Written instruction A:
Can you repeat the passage on Libya from "At the initiative" up to and including "contact in Libya."?

At the initiative of the President of the Republic, our country was the first to recognise this Council.
Some saw fit to criticise this French initiative. In reality, it opened up the path forward.
Three months later, nearly 30 countries, across all continents, consider the NTC as their primary, if not only, political contact in Libya.
Why is that, Ladies and Gentlemen?
It is because the NTC is the only legitimate authority in Libya that brings together representatives of the country as a whole and that has a credible plan for building a free and democratic Libya.
It is because the NTC exhibits a genuine determination to establish the rule of law, keep the country united and uphold its territorial integrity, with Tripoli as its capital.
As soon as it is clear that Gaddafi is no longer in power, the NTC’s roadmap provides for the formation of a provisional government, the convening of a national Congress bringing together all representatives of Libya, the formation of a constituent assembly, the adoption of a constitution by referendum under United Nations oversight and general elections.
We support this roadmap and when the time comes we will be attentive to its implementation.
Naturally, the future of Libya will be difficult.
But should we therefore look only at the risks and never at the opportunities offered by change?
After all, what are we talking about?

Entries shown:
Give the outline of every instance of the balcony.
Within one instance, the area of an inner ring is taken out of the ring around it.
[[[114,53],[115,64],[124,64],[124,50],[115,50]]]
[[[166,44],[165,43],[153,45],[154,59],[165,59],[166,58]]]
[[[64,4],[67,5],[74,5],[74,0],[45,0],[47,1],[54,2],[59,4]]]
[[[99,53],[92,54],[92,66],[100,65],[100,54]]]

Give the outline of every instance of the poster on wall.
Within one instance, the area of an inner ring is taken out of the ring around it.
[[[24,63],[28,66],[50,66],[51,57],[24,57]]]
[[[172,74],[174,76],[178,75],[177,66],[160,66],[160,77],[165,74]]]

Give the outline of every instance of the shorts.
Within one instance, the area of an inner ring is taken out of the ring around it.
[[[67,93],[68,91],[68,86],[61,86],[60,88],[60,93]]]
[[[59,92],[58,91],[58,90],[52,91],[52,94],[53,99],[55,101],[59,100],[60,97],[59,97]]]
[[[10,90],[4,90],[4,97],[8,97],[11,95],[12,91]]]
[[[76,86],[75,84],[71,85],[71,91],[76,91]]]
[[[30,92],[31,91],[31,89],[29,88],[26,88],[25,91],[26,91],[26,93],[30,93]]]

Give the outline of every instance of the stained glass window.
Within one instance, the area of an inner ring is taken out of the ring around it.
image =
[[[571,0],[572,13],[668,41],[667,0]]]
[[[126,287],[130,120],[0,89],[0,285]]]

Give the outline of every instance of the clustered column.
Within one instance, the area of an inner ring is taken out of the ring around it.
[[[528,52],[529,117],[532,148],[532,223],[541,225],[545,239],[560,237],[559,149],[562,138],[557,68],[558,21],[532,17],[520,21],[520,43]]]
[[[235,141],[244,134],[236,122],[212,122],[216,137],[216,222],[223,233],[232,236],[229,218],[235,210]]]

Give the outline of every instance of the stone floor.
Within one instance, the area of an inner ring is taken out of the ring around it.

Written instruction B:
Could you arrange the rows, from their first line up to and including the line with "[[[166,44],[165,43],[153,45],[154,59],[165,59],[166,58]]]", as a Markdown table with the columns No. and Text, leaving out any blank lines?

Expected output A:
At the initiative of the President of the Republic, our country was the first to recognise this Council.
Some saw fit to criticise this French initiative. In reality, it opened up the path forward.
Three months later, nearly 30 countries, across all continents, consider the NTC as their primary, if not only, political contact in Libya.

Expected output B:
| No. | Text |
|---|---|
| 1 | Give the outline of every instance of the balcony. |
| 2 | Within one instance, the area of an inner ring is taken out of the ring around it. |
| 3 | [[[114,53],[115,64],[124,64],[124,50],[115,50]]] |
| 4 | [[[166,44],[165,43],[153,45],[154,59],[165,59],[166,58]]] |